** Task directions **
Would you transcribe each entry precisely as it stands, setting aside any images?
Supplied data below:
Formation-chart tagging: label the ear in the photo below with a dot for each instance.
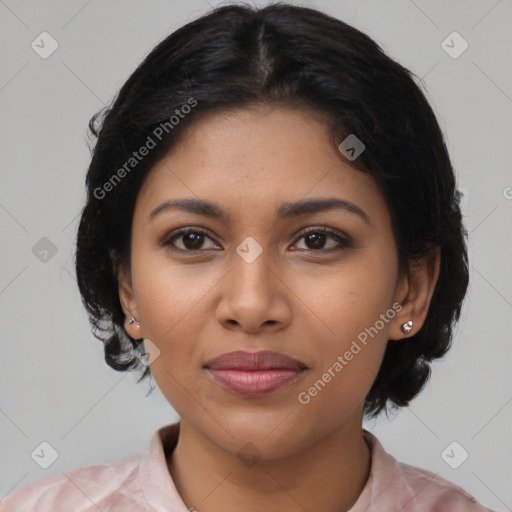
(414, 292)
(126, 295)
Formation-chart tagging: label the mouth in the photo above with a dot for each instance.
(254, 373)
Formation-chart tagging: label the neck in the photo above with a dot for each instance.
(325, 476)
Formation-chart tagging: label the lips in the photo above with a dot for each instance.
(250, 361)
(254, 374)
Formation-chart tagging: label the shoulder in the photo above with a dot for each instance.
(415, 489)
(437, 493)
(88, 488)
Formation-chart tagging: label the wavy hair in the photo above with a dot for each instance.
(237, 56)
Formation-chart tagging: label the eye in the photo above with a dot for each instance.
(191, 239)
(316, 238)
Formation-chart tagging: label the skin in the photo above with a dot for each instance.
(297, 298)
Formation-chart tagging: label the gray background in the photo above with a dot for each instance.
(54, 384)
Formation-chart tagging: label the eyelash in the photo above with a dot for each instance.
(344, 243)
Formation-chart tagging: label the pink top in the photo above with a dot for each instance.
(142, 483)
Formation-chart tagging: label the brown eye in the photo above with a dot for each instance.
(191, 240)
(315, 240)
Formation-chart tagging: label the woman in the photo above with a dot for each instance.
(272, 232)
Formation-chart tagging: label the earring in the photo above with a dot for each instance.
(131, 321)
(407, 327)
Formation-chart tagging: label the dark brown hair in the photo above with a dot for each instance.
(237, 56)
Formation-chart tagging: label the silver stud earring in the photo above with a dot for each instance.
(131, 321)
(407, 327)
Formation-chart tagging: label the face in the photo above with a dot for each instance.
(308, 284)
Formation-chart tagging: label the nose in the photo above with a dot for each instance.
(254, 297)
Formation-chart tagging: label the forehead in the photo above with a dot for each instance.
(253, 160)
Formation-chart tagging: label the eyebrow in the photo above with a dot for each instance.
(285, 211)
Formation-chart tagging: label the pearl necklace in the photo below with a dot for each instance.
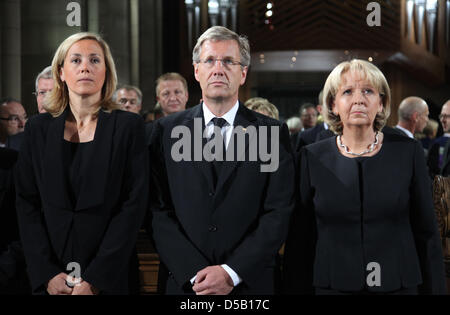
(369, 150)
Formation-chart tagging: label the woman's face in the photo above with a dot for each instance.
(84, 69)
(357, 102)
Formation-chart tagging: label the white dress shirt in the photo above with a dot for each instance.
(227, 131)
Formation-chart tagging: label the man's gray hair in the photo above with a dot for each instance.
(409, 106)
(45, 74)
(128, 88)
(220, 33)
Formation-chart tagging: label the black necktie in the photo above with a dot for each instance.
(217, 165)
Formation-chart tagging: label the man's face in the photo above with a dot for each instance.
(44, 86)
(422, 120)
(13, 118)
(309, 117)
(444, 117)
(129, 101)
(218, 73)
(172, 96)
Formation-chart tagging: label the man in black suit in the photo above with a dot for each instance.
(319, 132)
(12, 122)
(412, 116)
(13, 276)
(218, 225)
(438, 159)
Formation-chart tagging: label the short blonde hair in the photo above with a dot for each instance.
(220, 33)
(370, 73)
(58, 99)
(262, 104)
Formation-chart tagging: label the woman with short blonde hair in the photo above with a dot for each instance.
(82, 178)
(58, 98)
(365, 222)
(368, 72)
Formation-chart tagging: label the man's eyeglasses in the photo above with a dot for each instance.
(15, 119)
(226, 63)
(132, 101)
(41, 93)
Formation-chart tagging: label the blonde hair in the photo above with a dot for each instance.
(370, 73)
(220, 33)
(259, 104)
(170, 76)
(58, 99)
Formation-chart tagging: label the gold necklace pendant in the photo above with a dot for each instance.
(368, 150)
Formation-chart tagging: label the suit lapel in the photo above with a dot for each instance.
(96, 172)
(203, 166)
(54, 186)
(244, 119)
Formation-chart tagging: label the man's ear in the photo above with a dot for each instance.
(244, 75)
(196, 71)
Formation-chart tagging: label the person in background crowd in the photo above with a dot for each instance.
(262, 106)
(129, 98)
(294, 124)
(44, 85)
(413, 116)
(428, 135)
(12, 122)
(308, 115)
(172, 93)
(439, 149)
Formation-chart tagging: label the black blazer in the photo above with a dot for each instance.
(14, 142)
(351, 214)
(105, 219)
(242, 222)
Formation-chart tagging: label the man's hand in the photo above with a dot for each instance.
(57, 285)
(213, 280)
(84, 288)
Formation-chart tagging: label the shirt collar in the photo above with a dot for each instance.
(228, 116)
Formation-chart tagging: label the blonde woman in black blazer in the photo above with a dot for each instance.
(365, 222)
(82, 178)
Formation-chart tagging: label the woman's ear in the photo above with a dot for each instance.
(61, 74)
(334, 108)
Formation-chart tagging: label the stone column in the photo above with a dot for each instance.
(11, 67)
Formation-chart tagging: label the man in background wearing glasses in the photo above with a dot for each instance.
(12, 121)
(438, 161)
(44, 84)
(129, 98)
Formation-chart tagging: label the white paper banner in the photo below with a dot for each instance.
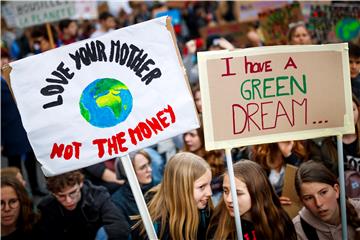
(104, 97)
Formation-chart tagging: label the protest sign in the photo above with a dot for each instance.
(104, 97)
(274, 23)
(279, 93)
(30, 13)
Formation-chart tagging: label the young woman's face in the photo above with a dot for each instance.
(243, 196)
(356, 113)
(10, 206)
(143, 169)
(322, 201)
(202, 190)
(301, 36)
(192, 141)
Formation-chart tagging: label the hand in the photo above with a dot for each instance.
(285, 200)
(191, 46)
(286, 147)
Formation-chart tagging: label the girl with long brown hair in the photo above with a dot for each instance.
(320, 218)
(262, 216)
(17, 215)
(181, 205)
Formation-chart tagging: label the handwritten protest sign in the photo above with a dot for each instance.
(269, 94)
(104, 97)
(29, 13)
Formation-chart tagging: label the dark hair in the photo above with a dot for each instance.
End of Supplied data.
** Solution to this exercise **
Formation-chart tagging: label the ear in the photo below with a dot for each instance.
(414, 292)
(126, 295)
Formation-chart tagging: label the mouth in the photo above with a dot for each instance.
(254, 373)
Formation-chart tagging: label the neck in the photo above with a dot for each instance.
(325, 476)
Formation-chart tagging: label the lips in the photo above with a dot for each instance.
(250, 361)
(254, 374)
Formation-chart tagging: label the shoulder in the photo above with a dot for each instance.
(415, 489)
(437, 493)
(88, 488)
Formation-chart tagging: label the wavy hair in the photo above with a dot for each instance.
(237, 56)
Formation-chart tagging: label the eye in the photo above with a dot for each instance.
(191, 239)
(316, 238)
Formation-chart tagging: label the skin in the photo above with a dot for each instance.
(297, 298)
Formation-chart tagging: label the gray background in the photo above with a dot for each instance.
(54, 384)
Formation-chart tagging: label the eyelash in the photo above with a dot for each instance.
(344, 243)
Formation-chart tagging: label the pink top in the photo above with a dot for each instance.
(142, 483)
Formation-chart tagging: label the brown eye in the photo above with a dot for each instance.
(191, 240)
(315, 240)
Formation-chart tagging: label the woman in the photo above with a dot for each instance.
(272, 232)
Formation-chart tagging: label the earring in the photo above with a dot for each instance.
(131, 321)
(407, 327)
Formation-chart tagging: label the dark brown hair in the photo above with a dot for each instance.
(237, 56)
Formation-chart tagging: label the silver stud earring in the photo above with a dot for each instance.
(131, 321)
(407, 327)
Formation-chart tagging: label the face in the photo above with a dot for each instance.
(308, 284)
Formation-chart tagging: label the nose in the photo above with a dot for each instance.
(254, 297)
Formation-chart tagging: label the forehead in the photo above with a dot for each instance.
(253, 160)
Formation-chart tagging: label the eyebrow in the photo above with a dot for each instance.
(285, 211)
Formation-chart tagging: label the pearl necklace in the photo below with a dot for each instance.
(369, 150)
Formation-chart tagging: label the woman's face in the photo above with a dot for each instance.
(84, 69)
(357, 102)
Formation-chart tagging: label the white dress shirt in the photo above with a dot for each instance.
(227, 131)
Formation-chart tagging: label the man's gray hair in the photo above with a dot for each instance.
(409, 106)
(45, 74)
(128, 88)
(220, 33)
Formation-chart tagging: label the black necktie in the photo above with a dot for each instance.
(217, 165)
Formation-chart tagging: label the man's face in the photo above with a dot for each instance.
(44, 86)
(422, 120)
(13, 118)
(309, 117)
(444, 117)
(129, 101)
(218, 73)
(172, 96)
Formation-chart tagging: label the man in black suit in the photo above with a dot for each instance.
(319, 132)
(12, 122)
(412, 116)
(13, 276)
(218, 225)
(438, 159)
Formation-chart tagging: label the short blonde hair in the photo above with a dot for each instance.
(220, 33)
(370, 73)
(58, 99)
(262, 104)
Formation-chart tagging: label the woman with short blonde hair in the photo above with a dot for each instance.
(82, 178)
(58, 98)
(365, 222)
(368, 72)
Formation-chart tagging: label the man's eyeglasses in the photo above with a dot for each instance.
(15, 119)
(226, 63)
(132, 101)
(41, 93)
Formation-chart tagging: label the blonde hair in the photo above with a dot for each instance.
(370, 73)
(220, 33)
(259, 104)
(170, 76)
(58, 99)
Formation-chart tagging: label the gold necklace pendant in the photo above with a dot for each instance.
(368, 150)
Formation-chart tagging: label the suit lapel in the photo above with a dot for each instance.
(96, 172)
(203, 166)
(54, 186)
(244, 119)
Formation-chart tagging: label the man's ear in the photo above with a dot for each instance.
(244, 75)
(196, 71)
Formation-chart tagging: label the person in background crowd in the photo above with a dot for each instance.
(262, 106)
(129, 98)
(294, 124)
(44, 85)
(413, 116)
(428, 135)
(12, 122)
(308, 115)
(172, 93)
(439, 149)
Formation-chart tagging: label the black blazer in the photo above with a dot for each instance.
(14, 142)
(351, 214)
(105, 219)
(242, 222)
Formation-chart tagging: label the man's hand in the photo above with a dot for each instance.
(57, 285)
(213, 280)
(84, 288)
Formation-chart tagging: label the shirt collar in the photo above with a dot for each instance.
(228, 116)
Formation-chart tagging: label the blonde woman in black blazer in the photo above with a dot for each instance.
(365, 222)
(82, 178)
Formation-chart tagging: label the woman's ear in the photo above with a dot for each instance.
(61, 74)
(334, 108)
Formation-chart tagging: label the stone column in the photo above with a dot for each instance.
(11, 67)
Formation-chart tagging: label the man in background wearing glasses in the photo above with a dot for each instance.
(12, 121)
(438, 161)
(44, 84)
(129, 98)
Formation-chart tagging: label the white paper banner in the photo below with a dot for each instance.
(104, 97)
Formation-chart tagging: label the protest sign in the photo above with a dot for each instance.
(104, 97)
(274, 23)
(279, 93)
(30, 13)
Formation-chart tagging: label the young woman's face in the photo above with a dot for each instance.
(243, 196)
(356, 113)
(10, 206)
(143, 169)
(322, 201)
(202, 190)
(301, 36)
(192, 141)
Formation-chart tagging: label the hand in the photo above with a dot for each instance.
(285, 200)
(191, 46)
(286, 147)
Formation-chart tagging: label the girl with long brown hair in the photo above with a dot for each instance.
(320, 218)
(262, 216)
(17, 215)
(181, 205)
Formation-chart tagging: label the handwritten protest sign in the photo above with a dot for each instance.
(269, 94)
(104, 97)
(29, 13)
Formation-chart tagging: label the dark hair in the photo above with a dot for each instance.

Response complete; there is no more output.